*TEXT SECTION*:
Media

Partnerships are ‘critical’ to brand safety


Facebook has acknowledged that greater collaboration across the industry – including with rival platforms – is the only way to effectively solve the pervasive brand-safety issues that have dogged digital media for several years.

“Partnerships are critical for this,” Facebook Asia-Pacific director of product marketing James Tan said.

Tan was speaking to Campaign Asia-Pacific a day after Facebook tied up with Google, Twitter and a host of the world’s biggest advertisers, agency groups and media owners to form the Global Alliance for Responsible Media.

The premise of the alliance is for members to use their “collective power to significantly improve the health of the media ecosystem” by identifying specific collaborative actions, processes and protocols for protecting consumers and brands online.

Significantly, it is the first time Facebook and Google, the world’s two biggest media owners, have collaborated on brand safety.

The alliance is one example of how Facebook is opening itself up to partnerships to help improve the digital media environment, Tan explained.

*TASK OBJECTIVE*:
Extend the article on Facebook and brand-safety partnerships with several further paragraphs, beginning immediately after its final sentence.

*SOURCE MATERIAL*:
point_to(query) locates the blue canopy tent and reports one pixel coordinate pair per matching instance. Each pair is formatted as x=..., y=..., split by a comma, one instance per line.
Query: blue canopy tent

*RESULT*:
“We know that to be truly effective in tackling harmful online content, we need greater collaboration across the industry and with regulators,” he said. “We’re doing everything we can to keep people and advertisers safe on our platform.

“We know there will always be bad actors who will try to game our systems, and staying ahead of these challenges is our top priority and key to growing the value we provide to people, communities and clients.”

The platform has added brand-safety partners to its Facebook Marketing Partners programme for the first time this year to allow advertisers to work with third parties to manage their brand-safety controls for Facebook campaigns.

Last week, it added Integral Ad Science to its certified brand safety partners, alongside Double Verify and OpenSlate.

As well as joining forces to tackle the spread of harmful content, online platforms are also converging behind a common theme of privacy, according to Facebook Asia-Pacific director of product marketing Sarah Bennison.

“As Mark Zuckerberg shared earlier this year, a privacy-focused communications platform will become even more important than today’s open platforms,” Bennison said. “We are also seeing other players recognise this balance between privacy and an open platform.”

In May, Zuckerberg unveiled a major overhaul of Facebook’s core social network and its suite of apps that placed greater emphasis on giving users more ways to have “private” connections.

It was followed by an announcement that a new “clear history” tool – internally referred to as “Off-Facebook activity control” – would roll out over the next few months, allowing users to delete data that is associated with their account but has been collected from Facebook.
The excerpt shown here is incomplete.